— What is needed —
Reproduce the material in full, unchanged.

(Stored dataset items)
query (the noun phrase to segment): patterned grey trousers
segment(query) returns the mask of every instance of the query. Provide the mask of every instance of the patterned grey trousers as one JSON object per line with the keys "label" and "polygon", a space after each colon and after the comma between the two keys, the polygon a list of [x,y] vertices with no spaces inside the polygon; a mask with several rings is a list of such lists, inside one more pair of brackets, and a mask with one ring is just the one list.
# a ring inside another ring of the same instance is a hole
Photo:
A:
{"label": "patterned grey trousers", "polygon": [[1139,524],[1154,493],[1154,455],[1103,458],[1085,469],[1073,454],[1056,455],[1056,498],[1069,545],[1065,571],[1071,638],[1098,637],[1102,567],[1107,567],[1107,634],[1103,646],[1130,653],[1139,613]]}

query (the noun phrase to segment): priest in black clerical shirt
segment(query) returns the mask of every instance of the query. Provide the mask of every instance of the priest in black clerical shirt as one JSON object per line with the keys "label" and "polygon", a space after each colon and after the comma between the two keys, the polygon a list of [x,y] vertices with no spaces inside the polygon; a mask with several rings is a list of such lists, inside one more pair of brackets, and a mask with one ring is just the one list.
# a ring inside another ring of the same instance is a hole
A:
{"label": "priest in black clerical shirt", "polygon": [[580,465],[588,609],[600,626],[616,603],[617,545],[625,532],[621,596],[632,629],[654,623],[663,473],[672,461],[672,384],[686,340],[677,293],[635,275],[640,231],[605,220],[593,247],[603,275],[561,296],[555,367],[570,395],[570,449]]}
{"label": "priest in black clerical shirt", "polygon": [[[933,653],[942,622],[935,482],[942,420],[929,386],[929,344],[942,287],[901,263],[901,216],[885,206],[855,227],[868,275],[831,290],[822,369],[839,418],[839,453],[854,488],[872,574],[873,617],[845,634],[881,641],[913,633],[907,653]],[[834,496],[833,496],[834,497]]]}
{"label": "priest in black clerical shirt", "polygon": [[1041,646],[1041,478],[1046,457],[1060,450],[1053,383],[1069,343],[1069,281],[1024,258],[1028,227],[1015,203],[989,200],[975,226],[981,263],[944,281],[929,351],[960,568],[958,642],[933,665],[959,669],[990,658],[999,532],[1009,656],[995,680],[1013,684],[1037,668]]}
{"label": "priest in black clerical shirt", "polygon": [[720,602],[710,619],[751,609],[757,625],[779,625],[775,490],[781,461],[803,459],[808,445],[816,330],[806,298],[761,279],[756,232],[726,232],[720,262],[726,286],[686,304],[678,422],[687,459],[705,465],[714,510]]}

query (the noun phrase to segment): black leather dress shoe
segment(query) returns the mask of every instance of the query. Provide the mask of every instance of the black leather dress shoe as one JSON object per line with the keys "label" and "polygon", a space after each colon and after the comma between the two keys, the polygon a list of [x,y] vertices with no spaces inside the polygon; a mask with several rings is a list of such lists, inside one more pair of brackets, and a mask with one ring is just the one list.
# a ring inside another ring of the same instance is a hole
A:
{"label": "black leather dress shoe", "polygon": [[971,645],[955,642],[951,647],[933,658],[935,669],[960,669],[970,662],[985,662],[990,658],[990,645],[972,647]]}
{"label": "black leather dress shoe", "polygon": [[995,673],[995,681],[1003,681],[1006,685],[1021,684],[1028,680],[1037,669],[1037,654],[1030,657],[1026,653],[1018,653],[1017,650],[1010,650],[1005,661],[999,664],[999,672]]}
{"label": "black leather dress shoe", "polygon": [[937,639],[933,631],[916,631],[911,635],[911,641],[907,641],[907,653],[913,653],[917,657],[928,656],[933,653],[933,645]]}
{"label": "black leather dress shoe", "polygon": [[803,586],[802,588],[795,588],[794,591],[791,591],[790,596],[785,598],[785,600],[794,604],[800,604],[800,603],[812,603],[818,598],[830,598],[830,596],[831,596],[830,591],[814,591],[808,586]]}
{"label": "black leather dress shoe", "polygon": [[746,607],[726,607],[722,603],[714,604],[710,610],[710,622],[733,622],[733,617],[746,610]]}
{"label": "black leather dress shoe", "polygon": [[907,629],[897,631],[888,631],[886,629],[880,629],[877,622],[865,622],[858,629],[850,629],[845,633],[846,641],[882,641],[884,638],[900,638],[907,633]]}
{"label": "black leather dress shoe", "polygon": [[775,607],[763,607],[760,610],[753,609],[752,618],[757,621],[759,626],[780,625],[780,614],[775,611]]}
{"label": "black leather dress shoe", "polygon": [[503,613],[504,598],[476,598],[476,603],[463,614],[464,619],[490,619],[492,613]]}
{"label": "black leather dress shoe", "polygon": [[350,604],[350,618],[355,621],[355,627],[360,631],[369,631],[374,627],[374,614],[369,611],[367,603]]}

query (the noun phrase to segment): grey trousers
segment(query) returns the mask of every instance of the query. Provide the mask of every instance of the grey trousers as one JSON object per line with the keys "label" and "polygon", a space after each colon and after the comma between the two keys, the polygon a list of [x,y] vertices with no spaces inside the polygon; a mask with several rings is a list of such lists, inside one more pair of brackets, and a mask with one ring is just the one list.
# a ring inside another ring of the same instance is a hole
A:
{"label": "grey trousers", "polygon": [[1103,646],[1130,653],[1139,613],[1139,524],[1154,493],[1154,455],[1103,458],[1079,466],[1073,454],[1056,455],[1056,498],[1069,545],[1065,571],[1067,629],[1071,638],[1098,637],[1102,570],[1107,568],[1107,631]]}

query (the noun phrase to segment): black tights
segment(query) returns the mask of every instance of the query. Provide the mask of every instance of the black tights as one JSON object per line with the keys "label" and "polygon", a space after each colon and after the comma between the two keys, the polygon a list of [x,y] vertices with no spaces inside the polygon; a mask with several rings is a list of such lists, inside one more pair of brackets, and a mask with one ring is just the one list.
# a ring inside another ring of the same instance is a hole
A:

— Final result —
query (the noun phrase to segment): patterned grey trousers
segment(query) returns the mask of every instance of the query. Provide the mask of every instance of the patterned grey trousers as one JSON object per line with the keys "label" and "polygon", a space after each colon and after the comma between the two keys, the polygon a list of [x,y] vertices with no spaces inside the polygon; a mask with several rings is a list of such lists, inside one more pair of brackets, and a mask with one ring is just the one list.
# a ring inside another ring of the same instance is a hole
Photo:
A:
{"label": "patterned grey trousers", "polygon": [[1139,524],[1154,493],[1154,455],[1103,458],[1085,469],[1073,454],[1056,455],[1056,498],[1069,545],[1065,571],[1071,638],[1098,637],[1102,567],[1107,567],[1107,634],[1103,646],[1130,653],[1139,613]]}

query (the noun phrase to segment): priest in black clerical shirt
segment(query) returns the mask of every instance of the query. Provide the mask of every instance of the priest in black clerical shirt as one JSON object per line with the keys "label" and "polygon", a space after each colon and after the comma between the two keys, the polygon a list of [x,y] vertices with no spaces inside the polygon; a mask with several rings is a list of such lists, inside one more pair of brackets, and a mask with one ring is just the one list.
# a ring inside another ring of the same instance is a hole
A:
{"label": "priest in black clerical shirt", "polygon": [[580,465],[588,609],[600,626],[616,603],[617,545],[625,532],[621,596],[632,629],[654,623],[663,473],[672,461],[672,384],[686,340],[677,293],[635,275],[640,231],[605,220],[593,247],[603,275],[561,296],[555,367],[570,395],[570,449]]}
{"label": "priest in black clerical shirt", "polygon": [[[933,653],[942,622],[935,482],[942,420],[929,386],[929,344],[942,287],[901,263],[901,216],[885,206],[855,227],[868,275],[831,290],[822,369],[839,418],[839,453],[854,488],[872,574],[873,617],[845,634],[881,641],[913,633],[907,653]],[[834,496],[833,496],[834,497]]]}
{"label": "priest in black clerical shirt", "polygon": [[1041,646],[1041,478],[1046,457],[1060,450],[1053,383],[1069,343],[1069,281],[1024,258],[1028,227],[1015,203],[989,200],[975,226],[981,263],[944,281],[929,351],[960,568],[958,642],[933,665],[959,669],[990,658],[999,532],[1009,656],[995,680],[1013,684],[1037,668]]}
{"label": "priest in black clerical shirt", "polygon": [[720,602],[710,619],[751,609],[757,625],[779,625],[775,490],[781,461],[803,459],[808,445],[816,330],[806,298],[761,279],[756,232],[726,232],[720,262],[726,286],[686,304],[678,422],[687,459],[705,465],[714,510]]}

query (the noun phrase to segment): black leather dress shoe
segment(query) returns the mask of every instance of the query. Provide the mask of every instance of the black leather dress shoe as one JSON object per line with the keys "label" and "polygon", a space after each colon and after the comma between the two keys, the polygon a list of [x,y] vertices with no spaces inside the polygon; a mask with several rings is a list of such lists, inside one more pair of brackets, and a mask with one ring is just the one list.
# a ring inside another ring of the same instance is a hole
A:
{"label": "black leather dress shoe", "polygon": [[971,645],[955,642],[951,647],[933,658],[935,669],[960,669],[970,662],[985,662],[990,658],[990,645],[972,647]]}
{"label": "black leather dress shoe", "polygon": [[995,673],[995,681],[1003,681],[1006,685],[1021,684],[1028,680],[1037,669],[1037,654],[1030,657],[1026,653],[1018,653],[1017,650],[1010,650],[1005,661],[999,664],[999,672]]}
{"label": "black leather dress shoe", "polygon": [[937,639],[933,631],[916,631],[911,635],[911,641],[907,641],[907,653],[913,653],[917,657],[928,656],[933,653],[933,645]]}
{"label": "black leather dress shoe", "polygon": [[803,586],[802,588],[795,588],[794,591],[791,591],[790,596],[785,598],[785,600],[794,604],[800,604],[800,603],[812,603],[818,598],[830,598],[830,596],[831,596],[830,591],[814,591],[808,586]]}
{"label": "black leather dress shoe", "polygon": [[746,607],[726,607],[722,603],[714,604],[710,610],[710,622],[733,622],[733,617],[746,610]]}
{"label": "black leather dress shoe", "polygon": [[907,629],[897,631],[888,631],[886,629],[880,629],[877,622],[865,622],[858,629],[850,629],[845,633],[846,641],[882,641],[884,638],[900,638],[907,633]]}
{"label": "black leather dress shoe", "polygon": [[775,607],[763,607],[760,610],[753,609],[752,618],[757,621],[759,626],[780,625],[780,614],[775,611]]}
{"label": "black leather dress shoe", "polygon": [[503,613],[504,598],[476,598],[476,603],[463,614],[464,619],[490,619],[492,613]]}
{"label": "black leather dress shoe", "polygon": [[350,604],[350,618],[355,621],[355,627],[360,631],[369,631],[374,627],[374,614],[369,611],[367,603]]}

query (the noun phrase to segment): grey trousers
segment(query) returns the mask of every instance of the query. Provide the mask of every instance of the grey trousers as one JSON object per line with the keys "label" and "polygon", a space after each colon and after the comma between the two keys, the polygon a list of [x,y] vertices with no spaces inside the polygon; a mask with several rings is a list of such lists, inside one more pair of brackets, and a mask with one ring is just the one list.
# a ring inside another ring of the same instance is a hole
A:
{"label": "grey trousers", "polygon": [[1103,646],[1130,653],[1139,613],[1139,524],[1154,493],[1154,455],[1103,458],[1079,466],[1073,454],[1056,455],[1056,498],[1069,545],[1065,571],[1067,629],[1071,638],[1098,637],[1102,570],[1107,568],[1107,631]]}

query (the noun phrase to segment): black tights
segment(query) returns the mask of every instance of the query. Provide the mask of every instance of the black tights as one JSON object per line with the keys "label" and "polygon", a space after each colon and after the comma between the two keys, the polygon a list of [x,y] vertices with no spaces inside the polygon; a mask with several rings is a list of such lists, inside one more pair of brackets, and a mask with one ring is just the one list.
# a ring inside another ring of the same instance is a hole
A:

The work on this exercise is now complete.